TASK PROMPT: Select every line in the records below that contains the word "path", and copy each one.

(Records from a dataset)
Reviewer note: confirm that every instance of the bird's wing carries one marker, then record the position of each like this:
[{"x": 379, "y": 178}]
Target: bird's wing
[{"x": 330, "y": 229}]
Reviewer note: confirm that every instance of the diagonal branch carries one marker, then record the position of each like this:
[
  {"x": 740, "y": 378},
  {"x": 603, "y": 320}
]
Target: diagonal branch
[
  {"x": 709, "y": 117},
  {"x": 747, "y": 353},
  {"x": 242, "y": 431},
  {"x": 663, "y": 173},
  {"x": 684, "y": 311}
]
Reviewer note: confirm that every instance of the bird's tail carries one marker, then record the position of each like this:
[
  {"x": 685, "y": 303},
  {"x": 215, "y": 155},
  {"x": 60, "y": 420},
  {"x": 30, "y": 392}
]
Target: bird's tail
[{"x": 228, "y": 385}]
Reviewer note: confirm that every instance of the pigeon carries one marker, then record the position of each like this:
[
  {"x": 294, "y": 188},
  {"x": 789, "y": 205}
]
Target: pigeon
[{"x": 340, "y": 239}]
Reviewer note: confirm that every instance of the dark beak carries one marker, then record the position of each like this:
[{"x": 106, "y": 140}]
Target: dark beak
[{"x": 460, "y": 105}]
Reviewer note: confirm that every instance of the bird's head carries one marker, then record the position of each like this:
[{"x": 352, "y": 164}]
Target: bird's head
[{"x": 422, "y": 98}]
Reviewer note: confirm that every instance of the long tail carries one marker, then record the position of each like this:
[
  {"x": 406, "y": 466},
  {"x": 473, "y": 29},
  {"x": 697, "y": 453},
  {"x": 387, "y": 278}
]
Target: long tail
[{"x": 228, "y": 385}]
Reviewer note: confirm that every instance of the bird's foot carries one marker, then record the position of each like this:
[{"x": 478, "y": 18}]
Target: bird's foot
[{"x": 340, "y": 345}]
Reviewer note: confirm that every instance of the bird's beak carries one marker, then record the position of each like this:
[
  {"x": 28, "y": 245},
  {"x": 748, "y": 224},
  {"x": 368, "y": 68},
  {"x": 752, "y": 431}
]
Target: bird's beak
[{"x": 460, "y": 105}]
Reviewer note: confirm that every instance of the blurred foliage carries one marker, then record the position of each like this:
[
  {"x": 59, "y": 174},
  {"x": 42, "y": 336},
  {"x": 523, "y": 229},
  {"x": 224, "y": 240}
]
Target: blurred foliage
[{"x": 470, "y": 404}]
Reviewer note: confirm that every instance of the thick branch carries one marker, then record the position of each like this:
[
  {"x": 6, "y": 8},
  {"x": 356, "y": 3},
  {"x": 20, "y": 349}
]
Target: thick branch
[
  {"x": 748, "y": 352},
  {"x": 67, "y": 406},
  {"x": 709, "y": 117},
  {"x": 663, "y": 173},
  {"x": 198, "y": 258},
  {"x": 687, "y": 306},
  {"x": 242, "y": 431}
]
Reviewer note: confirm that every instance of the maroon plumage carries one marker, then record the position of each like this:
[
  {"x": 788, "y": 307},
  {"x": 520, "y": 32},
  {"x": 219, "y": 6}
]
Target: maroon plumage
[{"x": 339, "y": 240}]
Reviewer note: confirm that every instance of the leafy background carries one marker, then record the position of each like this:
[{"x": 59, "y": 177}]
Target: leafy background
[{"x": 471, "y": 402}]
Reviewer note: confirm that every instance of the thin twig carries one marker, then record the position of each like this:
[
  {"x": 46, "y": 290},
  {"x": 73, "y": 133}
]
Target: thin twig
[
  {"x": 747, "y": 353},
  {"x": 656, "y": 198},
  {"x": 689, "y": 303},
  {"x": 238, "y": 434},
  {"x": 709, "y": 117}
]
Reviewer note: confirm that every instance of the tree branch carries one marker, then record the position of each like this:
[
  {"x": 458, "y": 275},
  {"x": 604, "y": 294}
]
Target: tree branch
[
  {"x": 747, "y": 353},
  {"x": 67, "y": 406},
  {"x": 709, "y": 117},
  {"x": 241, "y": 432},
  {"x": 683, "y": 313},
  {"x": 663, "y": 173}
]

* * *

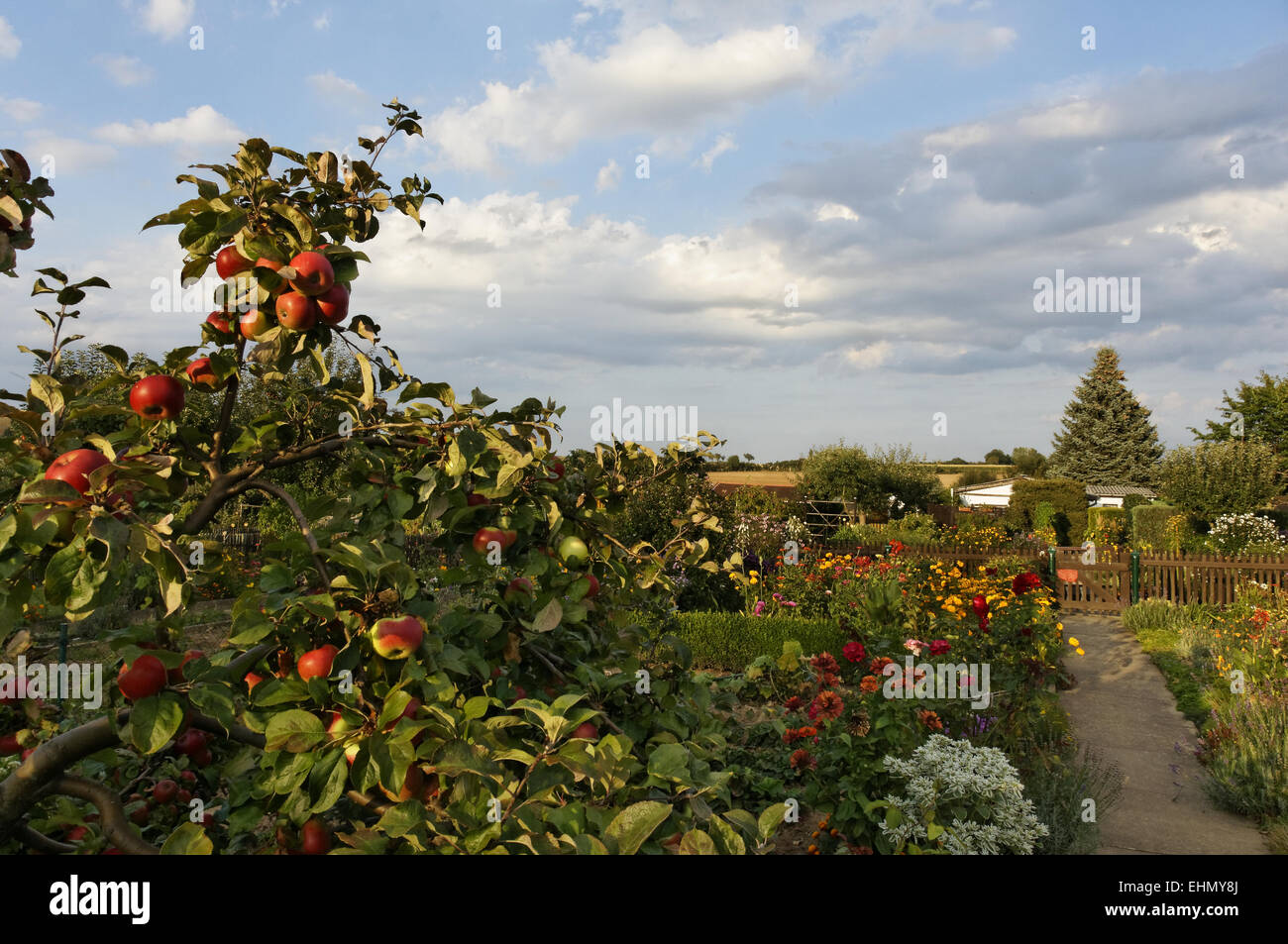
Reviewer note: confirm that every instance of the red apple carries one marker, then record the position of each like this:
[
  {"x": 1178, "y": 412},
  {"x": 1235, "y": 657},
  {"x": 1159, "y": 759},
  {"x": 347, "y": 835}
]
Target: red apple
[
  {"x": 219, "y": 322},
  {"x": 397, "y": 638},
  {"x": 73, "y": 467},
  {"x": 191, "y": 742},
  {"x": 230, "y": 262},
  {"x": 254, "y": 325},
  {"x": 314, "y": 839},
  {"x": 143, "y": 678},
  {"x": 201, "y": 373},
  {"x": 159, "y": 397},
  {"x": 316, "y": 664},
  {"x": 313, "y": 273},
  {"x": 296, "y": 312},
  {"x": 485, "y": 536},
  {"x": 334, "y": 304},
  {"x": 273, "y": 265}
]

...

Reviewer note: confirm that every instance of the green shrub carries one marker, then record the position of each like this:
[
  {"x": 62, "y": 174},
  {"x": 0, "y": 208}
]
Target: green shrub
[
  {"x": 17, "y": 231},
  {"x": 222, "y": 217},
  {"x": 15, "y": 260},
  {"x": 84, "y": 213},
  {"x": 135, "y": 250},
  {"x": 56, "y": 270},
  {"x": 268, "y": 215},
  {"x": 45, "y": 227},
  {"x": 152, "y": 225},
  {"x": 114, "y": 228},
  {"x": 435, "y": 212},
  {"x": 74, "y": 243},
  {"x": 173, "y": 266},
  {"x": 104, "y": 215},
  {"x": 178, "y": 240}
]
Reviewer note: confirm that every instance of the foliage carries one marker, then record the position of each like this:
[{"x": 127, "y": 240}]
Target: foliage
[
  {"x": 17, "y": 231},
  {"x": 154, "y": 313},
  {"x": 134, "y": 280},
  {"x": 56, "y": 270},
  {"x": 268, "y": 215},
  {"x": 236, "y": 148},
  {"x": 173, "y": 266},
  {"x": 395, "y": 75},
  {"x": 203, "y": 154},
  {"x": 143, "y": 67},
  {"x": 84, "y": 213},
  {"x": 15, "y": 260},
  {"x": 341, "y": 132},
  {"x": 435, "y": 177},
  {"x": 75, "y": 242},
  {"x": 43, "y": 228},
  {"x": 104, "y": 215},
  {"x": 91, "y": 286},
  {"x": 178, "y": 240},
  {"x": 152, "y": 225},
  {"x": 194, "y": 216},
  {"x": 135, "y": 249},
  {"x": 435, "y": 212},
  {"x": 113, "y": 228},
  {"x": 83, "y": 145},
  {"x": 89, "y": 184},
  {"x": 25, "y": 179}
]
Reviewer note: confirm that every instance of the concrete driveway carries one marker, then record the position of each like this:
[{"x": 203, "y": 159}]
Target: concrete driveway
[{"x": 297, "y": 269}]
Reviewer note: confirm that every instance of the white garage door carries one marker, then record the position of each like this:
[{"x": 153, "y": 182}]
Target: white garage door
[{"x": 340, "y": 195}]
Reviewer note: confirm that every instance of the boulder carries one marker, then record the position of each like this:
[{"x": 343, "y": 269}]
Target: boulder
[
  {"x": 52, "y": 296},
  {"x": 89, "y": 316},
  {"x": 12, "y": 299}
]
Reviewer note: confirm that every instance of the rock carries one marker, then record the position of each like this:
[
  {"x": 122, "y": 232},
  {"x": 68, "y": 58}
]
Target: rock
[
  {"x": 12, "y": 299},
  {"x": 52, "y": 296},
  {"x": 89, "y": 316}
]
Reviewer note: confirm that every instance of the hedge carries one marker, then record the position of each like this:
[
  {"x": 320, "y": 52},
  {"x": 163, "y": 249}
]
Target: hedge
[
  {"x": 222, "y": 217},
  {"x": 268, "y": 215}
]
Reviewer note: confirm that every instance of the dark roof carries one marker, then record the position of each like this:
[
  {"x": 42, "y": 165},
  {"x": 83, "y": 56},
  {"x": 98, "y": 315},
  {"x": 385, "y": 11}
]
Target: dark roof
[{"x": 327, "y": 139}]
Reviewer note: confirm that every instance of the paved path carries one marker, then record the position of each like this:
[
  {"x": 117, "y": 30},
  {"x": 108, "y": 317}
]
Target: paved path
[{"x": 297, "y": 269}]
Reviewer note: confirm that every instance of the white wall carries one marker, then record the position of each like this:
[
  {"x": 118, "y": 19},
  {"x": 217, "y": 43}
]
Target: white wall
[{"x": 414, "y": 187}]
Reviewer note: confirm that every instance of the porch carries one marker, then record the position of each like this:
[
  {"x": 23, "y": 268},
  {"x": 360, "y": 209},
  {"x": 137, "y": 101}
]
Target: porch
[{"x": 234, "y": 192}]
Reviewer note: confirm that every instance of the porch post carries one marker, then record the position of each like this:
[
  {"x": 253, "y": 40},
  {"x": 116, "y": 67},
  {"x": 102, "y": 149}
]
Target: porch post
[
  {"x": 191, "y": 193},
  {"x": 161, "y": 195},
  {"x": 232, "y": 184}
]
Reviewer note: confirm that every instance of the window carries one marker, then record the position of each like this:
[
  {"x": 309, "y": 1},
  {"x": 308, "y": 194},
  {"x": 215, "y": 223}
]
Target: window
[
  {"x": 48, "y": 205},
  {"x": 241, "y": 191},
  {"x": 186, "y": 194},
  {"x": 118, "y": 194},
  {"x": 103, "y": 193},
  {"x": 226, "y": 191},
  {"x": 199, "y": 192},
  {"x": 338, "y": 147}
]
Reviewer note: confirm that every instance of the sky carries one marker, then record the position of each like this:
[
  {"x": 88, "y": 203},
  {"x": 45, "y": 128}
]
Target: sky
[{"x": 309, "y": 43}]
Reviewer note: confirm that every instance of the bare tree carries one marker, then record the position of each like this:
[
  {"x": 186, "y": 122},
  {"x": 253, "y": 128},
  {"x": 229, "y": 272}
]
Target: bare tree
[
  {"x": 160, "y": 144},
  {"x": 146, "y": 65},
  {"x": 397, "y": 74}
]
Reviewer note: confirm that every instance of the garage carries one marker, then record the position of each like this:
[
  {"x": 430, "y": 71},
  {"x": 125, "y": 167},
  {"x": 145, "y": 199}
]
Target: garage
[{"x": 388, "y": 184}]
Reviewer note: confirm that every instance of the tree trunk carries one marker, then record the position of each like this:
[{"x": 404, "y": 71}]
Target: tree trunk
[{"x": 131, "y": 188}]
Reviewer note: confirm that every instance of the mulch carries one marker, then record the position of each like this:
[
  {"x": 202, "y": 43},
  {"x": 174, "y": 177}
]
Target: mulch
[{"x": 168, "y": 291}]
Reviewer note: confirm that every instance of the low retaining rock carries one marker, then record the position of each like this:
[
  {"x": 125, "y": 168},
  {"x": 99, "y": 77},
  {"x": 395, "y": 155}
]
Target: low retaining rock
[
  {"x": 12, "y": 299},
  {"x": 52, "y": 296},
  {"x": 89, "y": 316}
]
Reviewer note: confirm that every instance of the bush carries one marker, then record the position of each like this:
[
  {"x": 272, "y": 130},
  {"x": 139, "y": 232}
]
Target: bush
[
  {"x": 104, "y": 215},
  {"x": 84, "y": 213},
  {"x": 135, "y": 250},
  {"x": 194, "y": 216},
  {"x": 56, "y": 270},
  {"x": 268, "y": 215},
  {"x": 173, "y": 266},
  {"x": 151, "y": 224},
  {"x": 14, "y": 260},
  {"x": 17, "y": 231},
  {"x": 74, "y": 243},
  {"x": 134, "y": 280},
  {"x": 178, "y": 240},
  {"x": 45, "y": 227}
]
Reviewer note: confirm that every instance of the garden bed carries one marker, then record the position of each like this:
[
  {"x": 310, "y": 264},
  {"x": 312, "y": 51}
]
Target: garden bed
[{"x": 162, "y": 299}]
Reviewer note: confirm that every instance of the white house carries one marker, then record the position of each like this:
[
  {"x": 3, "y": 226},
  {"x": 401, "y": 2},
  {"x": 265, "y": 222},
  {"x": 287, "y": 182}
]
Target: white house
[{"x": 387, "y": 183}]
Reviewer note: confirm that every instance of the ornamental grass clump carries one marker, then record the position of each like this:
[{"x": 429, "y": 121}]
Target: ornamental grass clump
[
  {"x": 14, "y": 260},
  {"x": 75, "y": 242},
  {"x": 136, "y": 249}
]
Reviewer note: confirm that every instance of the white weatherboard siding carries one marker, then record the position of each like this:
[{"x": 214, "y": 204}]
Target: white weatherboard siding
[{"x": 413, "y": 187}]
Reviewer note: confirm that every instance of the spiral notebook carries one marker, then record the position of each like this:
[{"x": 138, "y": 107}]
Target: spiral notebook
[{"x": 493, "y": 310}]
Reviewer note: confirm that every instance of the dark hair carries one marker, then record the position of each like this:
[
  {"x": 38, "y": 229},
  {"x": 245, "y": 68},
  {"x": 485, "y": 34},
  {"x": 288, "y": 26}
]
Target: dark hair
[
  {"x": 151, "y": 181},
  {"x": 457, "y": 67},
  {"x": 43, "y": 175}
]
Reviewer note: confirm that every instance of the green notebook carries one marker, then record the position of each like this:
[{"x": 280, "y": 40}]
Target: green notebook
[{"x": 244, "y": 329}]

WRITTEN REPLY:
Reviewer note: confirm that every instance of the paved path carries one marker, then record the position of each like this:
Target: paved path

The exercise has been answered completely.